> _Text for analysis_
★ ★ ★ ★ ★ ★ ★
By: Sylvain Charlebois
According to a recent poll from Angus Reid Global in partnership with Dalhousie University, plant-based nutrition is alive and well in Canada. By April 2019, 38 per cent of Canadians had tried a plant-based food item in recent months. That’s almost two in five Canadians. British Columbia had the highest rate, at 44 per cent, followed by Quebec at 42 per cent.
The Beyond Meat phenomenon certainly has something to do with it. Over 3,000 retail outlets across the country now carry the Beyond Meat product. The California-based company made plant-based nutrition more scalable and more accessible, although retail prices are wonky. While some stores will retail two Beyond Meat patties for $8, others will sell them in bulk, at $1.50 each. That’s dangerous for the brand and for the category in an emerging market.
★ ★ ★ ★ ★ ★ ★
[Image point grounding data]
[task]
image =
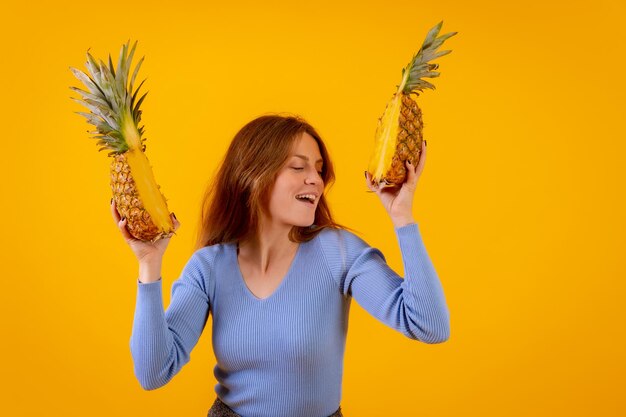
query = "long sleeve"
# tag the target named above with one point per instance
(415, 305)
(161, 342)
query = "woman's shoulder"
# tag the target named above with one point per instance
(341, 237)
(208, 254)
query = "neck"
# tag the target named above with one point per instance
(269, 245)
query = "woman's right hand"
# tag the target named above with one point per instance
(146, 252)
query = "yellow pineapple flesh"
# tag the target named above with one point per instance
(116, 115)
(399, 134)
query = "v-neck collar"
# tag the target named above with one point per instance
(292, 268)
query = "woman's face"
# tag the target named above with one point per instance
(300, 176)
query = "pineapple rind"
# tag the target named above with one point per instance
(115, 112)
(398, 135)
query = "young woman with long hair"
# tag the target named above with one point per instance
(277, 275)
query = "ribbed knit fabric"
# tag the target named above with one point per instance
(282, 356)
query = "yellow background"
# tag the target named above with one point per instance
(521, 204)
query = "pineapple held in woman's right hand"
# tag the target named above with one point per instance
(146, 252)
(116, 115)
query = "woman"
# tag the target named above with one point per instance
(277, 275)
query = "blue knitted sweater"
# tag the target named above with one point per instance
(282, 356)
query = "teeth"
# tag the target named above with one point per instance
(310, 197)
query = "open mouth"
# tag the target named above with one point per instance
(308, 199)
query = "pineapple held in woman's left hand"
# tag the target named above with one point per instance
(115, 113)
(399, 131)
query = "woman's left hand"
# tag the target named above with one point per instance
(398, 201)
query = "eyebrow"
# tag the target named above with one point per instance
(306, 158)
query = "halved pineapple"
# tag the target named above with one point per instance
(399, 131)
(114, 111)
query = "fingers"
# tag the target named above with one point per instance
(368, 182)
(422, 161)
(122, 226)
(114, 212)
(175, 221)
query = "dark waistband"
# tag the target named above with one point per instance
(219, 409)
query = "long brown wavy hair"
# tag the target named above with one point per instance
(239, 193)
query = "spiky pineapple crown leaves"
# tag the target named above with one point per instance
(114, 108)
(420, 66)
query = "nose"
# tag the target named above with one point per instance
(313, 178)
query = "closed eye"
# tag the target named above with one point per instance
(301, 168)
★ ★ ★ ★ ★ ★ ★
> _Work required_
Write what comes next in the piece on plant-based food in Canada, picking up after its last sentence. The rows have nothing to do with the piece on plant-based food in Canada.

> _Exercise response_
Most of these products can be found at the meat counter, right next to protein’s bloody version. Knowing that vegans and vegetarians don’t even come close to the meat counter, Beyond Meat is after flexitarians – those consumers wanting to reduce their animal protein intake, for one reason or another. In recent weeks, reports suggest that some stores across the country have been selling 50 to 70 units per day of the Beyond Meat product. It’s unclear how these sales have affected demand for beef, pork, or chicken, but it’s quite reasonable to believe that they have.
Some have claimed that Canada’s new Food Guide may have something to do with this movement. This move towards plant-based nutrition has been going on for a while, but the new Food Guide has put an exclamation point on this trend. Surprisingly, according to the same survey by Angus Reid Global, 29 per cent of Canadians admitted that the new Food Guide’s recommendation to incorporate plant-based protein impacted their food shopping decisions. More than three months after its release, 33 per cent of Ontarians acknowledged having been influenced by the Food Guide. So, it does seem that some people are influenced by the Food Guide after all.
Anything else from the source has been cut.